Annotation dataset entries —
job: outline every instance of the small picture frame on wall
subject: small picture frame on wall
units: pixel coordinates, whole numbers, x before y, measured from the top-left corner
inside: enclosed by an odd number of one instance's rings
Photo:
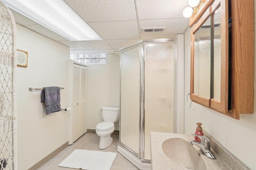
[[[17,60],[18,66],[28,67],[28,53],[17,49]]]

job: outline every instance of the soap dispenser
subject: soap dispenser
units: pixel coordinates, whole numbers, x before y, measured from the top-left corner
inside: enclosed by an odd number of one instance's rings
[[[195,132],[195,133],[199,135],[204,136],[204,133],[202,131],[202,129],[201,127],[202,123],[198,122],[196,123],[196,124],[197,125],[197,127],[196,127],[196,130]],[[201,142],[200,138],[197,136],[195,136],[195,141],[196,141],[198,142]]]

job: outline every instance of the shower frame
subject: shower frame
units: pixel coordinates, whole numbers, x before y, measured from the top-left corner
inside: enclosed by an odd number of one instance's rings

---

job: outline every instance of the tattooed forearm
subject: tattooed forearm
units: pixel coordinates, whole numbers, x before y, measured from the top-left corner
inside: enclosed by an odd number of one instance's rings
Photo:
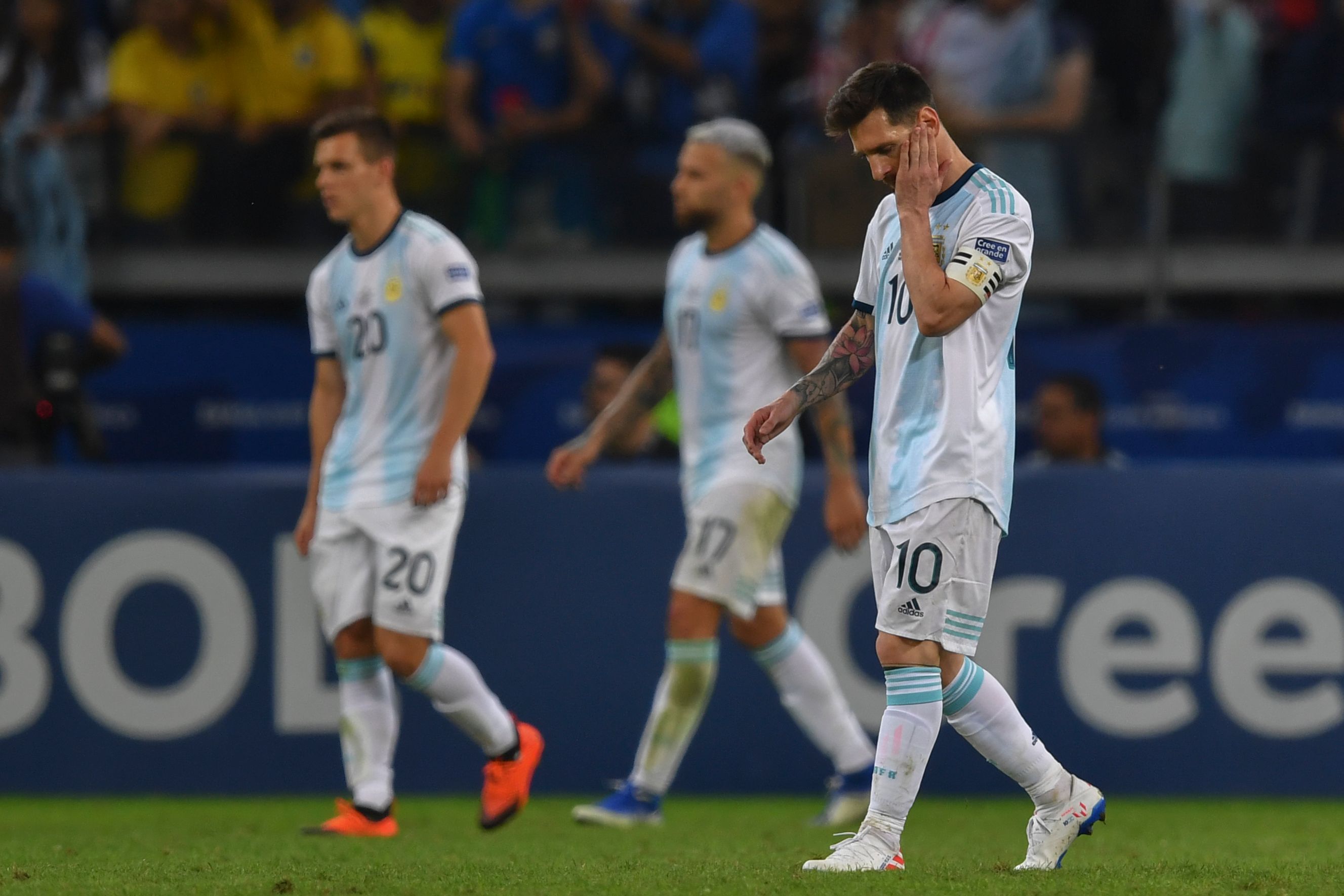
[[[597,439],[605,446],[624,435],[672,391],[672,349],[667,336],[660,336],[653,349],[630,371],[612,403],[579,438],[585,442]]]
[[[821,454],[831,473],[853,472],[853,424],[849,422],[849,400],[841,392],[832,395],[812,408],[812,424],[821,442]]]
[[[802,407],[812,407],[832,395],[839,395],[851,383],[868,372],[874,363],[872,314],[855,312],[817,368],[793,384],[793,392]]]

--

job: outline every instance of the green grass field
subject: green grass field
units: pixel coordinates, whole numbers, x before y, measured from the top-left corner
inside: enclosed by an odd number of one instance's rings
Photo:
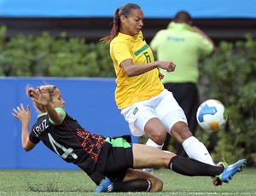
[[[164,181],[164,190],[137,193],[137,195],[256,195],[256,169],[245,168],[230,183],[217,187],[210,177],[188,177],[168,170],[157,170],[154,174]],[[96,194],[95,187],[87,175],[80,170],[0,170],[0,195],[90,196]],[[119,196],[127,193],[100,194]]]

Task to complete —
Reproduce the lines without any changes, starting at the line that contains "job: outline every instance of the small" and stopping after the line that contains "[[[17,60],[18,66],[28,67],[28,53],[17,49]]]". Leave the pictures out.

Complete output —
job: outline every instance of the small picture frame on wall
subject: small picture frame on wall
units: pixel coordinates, whole numbers, x before y, measured from the top-left corner
inside: enclosed by an odd number of one instance's rings
Photo:
[[[17,60],[18,66],[28,67],[28,53],[17,49]]]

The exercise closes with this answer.